What to produce:
In the records below, find the line containing "Query: wake behind boat", then reproduce that line and every one after it to the end, exactly and alone.
*** Opening of Provided material ***
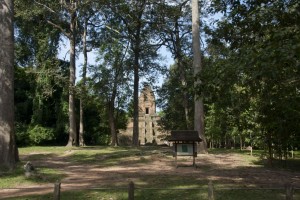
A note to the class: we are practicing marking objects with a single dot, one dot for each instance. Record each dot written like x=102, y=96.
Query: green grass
x=148, y=186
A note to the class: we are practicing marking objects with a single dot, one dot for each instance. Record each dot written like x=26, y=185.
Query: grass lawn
x=53, y=164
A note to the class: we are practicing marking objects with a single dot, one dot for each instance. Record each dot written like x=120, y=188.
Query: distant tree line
x=246, y=80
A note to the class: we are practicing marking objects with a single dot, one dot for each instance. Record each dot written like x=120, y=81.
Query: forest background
x=249, y=80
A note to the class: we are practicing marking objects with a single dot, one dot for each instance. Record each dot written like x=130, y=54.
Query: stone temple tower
x=148, y=118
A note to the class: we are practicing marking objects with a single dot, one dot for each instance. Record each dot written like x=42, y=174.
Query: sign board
x=185, y=149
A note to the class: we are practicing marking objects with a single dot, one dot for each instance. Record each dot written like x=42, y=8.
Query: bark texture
x=199, y=111
x=8, y=149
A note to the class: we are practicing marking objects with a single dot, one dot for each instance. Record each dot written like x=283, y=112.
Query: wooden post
x=131, y=191
x=289, y=190
x=57, y=190
x=210, y=191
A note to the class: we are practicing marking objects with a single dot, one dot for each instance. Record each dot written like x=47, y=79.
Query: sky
x=64, y=55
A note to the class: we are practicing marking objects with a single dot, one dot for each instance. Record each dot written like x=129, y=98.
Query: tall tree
x=199, y=110
x=64, y=17
x=8, y=149
x=175, y=32
x=136, y=15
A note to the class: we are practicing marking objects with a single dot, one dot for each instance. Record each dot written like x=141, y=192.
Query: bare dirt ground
x=231, y=169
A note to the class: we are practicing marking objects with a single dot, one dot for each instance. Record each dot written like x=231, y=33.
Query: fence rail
x=131, y=189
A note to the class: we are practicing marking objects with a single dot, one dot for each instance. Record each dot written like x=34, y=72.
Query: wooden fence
x=289, y=190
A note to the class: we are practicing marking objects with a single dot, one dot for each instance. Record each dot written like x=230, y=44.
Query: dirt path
x=229, y=169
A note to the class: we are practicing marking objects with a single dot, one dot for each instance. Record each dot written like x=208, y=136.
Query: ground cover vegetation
x=104, y=173
x=248, y=82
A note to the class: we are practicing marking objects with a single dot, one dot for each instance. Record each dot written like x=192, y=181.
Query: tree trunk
x=178, y=59
x=72, y=117
x=135, y=137
x=83, y=90
x=112, y=125
x=199, y=111
x=137, y=43
x=8, y=150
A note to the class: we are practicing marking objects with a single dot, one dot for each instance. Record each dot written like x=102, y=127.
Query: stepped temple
x=148, y=128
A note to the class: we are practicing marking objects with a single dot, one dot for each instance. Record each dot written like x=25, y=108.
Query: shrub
x=22, y=136
x=40, y=135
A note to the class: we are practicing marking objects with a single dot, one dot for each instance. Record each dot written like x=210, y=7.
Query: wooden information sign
x=184, y=142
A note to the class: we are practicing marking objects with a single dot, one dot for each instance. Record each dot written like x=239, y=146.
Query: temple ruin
x=148, y=119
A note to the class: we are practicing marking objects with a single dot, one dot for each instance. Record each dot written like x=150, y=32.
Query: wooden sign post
x=184, y=142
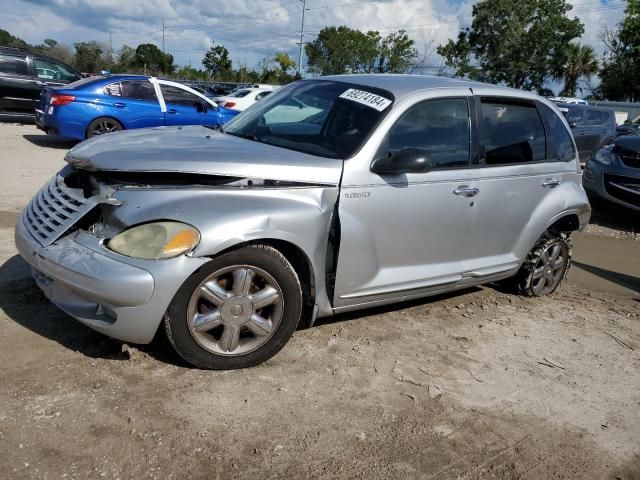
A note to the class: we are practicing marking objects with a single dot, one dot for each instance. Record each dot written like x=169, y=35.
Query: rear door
x=134, y=103
x=183, y=107
x=19, y=90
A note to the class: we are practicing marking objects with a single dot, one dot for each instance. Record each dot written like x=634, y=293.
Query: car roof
x=401, y=85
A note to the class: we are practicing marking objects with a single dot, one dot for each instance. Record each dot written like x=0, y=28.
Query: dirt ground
x=480, y=384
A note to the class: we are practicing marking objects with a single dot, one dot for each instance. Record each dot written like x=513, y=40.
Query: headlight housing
x=604, y=155
x=156, y=241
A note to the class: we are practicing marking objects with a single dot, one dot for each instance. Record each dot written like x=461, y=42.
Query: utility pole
x=304, y=4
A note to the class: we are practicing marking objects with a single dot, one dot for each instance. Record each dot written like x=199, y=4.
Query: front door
x=406, y=233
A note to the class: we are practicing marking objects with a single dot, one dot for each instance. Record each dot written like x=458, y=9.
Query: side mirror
x=407, y=160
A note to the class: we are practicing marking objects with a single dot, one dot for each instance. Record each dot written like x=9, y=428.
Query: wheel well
x=86, y=130
x=301, y=264
x=568, y=223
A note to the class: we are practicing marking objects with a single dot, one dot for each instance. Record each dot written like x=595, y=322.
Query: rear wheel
x=237, y=311
x=545, y=267
x=100, y=126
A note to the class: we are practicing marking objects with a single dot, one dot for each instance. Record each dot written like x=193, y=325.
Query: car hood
x=200, y=150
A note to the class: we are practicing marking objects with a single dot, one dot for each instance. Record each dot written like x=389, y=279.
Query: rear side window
x=559, y=141
x=13, y=65
x=440, y=128
x=512, y=132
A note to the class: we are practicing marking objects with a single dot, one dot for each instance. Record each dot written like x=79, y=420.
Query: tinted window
x=596, y=117
x=178, y=96
x=559, y=141
x=13, y=65
x=439, y=128
x=138, y=89
x=53, y=71
x=512, y=132
x=574, y=115
x=320, y=117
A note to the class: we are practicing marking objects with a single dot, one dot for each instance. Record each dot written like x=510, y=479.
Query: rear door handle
x=466, y=191
x=551, y=183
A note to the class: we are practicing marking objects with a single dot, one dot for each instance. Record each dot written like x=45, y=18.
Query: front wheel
x=237, y=311
x=546, y=265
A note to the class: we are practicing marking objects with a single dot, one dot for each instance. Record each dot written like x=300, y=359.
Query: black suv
x=23, y=75
x=592, y=127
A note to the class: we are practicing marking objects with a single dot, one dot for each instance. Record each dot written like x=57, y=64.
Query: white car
x=243, y=98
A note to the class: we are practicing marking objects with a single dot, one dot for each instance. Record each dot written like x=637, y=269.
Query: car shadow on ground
x=610, y=215
x=50, y=141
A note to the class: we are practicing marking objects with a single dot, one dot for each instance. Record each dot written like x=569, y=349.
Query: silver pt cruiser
x=330, y=195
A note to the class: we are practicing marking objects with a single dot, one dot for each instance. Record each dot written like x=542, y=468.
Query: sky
x=255, y=29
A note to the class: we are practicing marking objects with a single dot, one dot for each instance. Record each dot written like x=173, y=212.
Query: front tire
x=237, y=311
x=545, y=267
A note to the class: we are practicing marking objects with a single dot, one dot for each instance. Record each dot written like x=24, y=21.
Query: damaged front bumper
x=117, y=296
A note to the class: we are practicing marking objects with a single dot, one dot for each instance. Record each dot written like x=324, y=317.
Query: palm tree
x=581, y=62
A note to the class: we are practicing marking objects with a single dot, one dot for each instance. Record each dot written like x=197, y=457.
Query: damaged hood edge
x=200, y=151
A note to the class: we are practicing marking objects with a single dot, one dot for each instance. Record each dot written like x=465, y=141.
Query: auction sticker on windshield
x=366, y=98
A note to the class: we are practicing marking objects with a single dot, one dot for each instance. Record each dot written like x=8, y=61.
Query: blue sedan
x=98, y=105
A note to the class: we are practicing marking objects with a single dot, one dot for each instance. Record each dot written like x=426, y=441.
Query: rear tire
x=237, y=311
x=545, y=267
x=103, y=125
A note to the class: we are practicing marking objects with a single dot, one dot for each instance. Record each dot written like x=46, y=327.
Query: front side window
x=559, y=141
x=53, y=71
x=512, y=132
x=13, y=65
x=178, y=96
x=320, y=117
x=439, y=129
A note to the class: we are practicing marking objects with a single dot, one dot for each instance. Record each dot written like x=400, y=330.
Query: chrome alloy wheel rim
x=550, y=268
x=105, y=126
x=235, y=310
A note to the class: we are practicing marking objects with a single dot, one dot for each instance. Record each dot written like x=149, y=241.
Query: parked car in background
x=99, y=105
x=628, y=129
x=613, y=173
x=23, y=75
x=383, y=188
x=243, y=98
x=592, y=127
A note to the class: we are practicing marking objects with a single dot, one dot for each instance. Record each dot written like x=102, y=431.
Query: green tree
x=217, y=62
x=88, y=57
x=621, y=66
x=152, y=60
x=396, y=52
x=581, y=62
x=521, y=43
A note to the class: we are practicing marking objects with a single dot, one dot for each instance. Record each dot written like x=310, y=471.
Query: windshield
x=318, y=117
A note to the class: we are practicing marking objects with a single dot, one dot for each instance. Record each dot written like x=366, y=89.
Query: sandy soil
x=480, y=384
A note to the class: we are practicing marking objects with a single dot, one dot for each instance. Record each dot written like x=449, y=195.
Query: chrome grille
x=54, y=210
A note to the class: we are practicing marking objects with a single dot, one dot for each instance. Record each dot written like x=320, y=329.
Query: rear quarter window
x=512, y=132
x=559, y=141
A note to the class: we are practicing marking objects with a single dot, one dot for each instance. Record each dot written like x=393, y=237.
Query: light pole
x=304, y=4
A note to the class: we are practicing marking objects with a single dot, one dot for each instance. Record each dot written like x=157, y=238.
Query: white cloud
x=253, y=29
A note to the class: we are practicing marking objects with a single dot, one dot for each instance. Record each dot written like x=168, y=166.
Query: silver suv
x=330, y=195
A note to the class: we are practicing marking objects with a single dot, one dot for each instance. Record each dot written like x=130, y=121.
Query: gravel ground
x=480, y=384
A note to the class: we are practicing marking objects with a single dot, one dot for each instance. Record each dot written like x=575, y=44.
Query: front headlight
x=604, y=155
x=156, y=241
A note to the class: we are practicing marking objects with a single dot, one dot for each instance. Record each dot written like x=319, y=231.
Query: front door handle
x=466, y=191
x=551, y=183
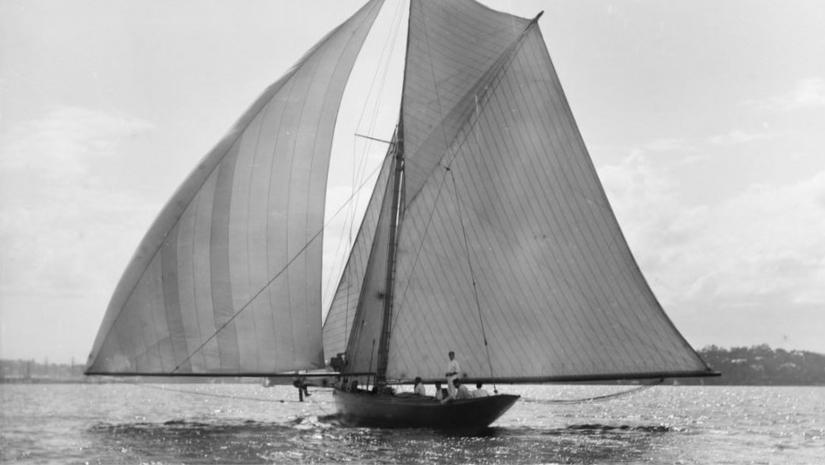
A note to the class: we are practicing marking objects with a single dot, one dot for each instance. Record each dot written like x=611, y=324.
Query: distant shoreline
x=740, y=366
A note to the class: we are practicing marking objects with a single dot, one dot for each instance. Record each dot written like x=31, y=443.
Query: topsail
x=488, y=232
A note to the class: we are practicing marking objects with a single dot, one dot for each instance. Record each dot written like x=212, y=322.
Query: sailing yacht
x=488, y=233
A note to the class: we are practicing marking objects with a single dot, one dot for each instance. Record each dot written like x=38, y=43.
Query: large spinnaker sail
x=514, y=197
x=228, y=278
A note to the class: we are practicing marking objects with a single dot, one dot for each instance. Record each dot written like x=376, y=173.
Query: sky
x=705, y=120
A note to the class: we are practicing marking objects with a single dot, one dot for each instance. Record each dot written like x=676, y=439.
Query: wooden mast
x=386, y=323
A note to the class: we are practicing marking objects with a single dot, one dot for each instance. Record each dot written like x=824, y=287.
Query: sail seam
x=269, y=283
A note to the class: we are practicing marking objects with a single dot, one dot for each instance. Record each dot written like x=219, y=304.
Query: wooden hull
x=411, y=411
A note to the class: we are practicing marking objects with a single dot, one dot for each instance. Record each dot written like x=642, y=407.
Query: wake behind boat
x=487, y=232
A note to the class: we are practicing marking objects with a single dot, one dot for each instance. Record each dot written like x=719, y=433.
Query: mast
*** Close of Provided material ***
Exercise output:
Query: wake behind boat
x=487, y=232
A note to the class: we are practicing marking objects with a single dot, one dot for each instance. Record each dot written like x=719, y=433.
Query: mast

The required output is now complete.